= Exercise instructions =
Count each line below that has the word "green" in it, and give only the total.

Exercise inputs: Begin

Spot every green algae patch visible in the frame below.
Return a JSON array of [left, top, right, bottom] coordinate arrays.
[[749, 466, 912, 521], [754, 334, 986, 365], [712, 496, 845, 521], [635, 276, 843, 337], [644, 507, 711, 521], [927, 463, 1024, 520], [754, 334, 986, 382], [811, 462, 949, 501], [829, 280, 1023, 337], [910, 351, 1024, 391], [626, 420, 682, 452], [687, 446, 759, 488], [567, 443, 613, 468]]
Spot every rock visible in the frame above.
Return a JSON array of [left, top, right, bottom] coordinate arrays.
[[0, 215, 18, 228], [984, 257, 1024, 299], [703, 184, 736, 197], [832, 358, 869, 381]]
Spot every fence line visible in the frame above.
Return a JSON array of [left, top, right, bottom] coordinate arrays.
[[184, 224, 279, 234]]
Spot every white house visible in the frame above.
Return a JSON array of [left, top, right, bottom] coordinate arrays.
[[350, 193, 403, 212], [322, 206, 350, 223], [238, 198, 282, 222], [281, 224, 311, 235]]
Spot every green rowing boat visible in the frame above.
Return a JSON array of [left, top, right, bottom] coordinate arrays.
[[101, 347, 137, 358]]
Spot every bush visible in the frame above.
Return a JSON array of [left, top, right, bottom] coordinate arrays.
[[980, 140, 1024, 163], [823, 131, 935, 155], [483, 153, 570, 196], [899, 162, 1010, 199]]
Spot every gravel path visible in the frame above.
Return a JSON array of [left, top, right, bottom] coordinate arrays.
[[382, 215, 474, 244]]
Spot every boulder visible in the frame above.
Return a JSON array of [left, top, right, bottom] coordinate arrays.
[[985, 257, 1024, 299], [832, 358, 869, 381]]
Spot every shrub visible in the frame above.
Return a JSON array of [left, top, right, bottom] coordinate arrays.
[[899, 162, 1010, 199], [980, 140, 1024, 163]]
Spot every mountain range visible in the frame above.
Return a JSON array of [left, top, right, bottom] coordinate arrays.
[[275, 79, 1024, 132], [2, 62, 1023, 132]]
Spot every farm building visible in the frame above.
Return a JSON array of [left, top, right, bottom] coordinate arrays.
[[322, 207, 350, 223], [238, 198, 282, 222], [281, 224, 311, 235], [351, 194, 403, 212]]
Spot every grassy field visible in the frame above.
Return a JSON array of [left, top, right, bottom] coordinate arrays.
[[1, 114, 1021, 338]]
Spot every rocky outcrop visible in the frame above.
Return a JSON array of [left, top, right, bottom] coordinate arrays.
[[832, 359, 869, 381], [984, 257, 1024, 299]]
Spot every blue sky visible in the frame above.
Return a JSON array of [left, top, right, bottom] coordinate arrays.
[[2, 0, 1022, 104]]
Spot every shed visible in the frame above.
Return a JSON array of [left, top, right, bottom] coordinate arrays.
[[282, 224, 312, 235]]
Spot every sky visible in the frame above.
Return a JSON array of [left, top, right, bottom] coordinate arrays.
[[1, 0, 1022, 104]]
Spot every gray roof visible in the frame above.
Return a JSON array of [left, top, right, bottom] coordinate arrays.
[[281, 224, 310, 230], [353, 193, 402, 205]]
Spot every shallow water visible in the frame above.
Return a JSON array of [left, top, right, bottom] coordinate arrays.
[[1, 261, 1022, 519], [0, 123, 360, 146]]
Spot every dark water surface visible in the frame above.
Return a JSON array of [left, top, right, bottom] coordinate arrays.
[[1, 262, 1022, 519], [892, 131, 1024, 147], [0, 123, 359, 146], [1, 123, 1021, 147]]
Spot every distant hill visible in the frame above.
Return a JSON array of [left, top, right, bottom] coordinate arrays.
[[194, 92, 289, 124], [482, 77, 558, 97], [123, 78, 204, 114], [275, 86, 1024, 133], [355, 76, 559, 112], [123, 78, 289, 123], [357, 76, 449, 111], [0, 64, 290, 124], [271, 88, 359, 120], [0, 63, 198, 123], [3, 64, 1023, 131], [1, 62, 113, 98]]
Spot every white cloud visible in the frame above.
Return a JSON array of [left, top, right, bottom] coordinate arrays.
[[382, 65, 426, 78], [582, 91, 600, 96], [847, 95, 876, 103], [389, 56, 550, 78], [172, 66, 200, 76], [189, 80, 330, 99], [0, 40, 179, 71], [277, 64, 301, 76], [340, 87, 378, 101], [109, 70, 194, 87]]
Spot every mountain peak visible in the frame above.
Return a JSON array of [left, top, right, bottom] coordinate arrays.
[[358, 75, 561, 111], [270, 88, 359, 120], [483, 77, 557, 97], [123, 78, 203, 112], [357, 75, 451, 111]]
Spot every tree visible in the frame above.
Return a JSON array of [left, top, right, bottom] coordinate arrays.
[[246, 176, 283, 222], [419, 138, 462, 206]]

Exercise inputs: End

= Response to the exercise =
2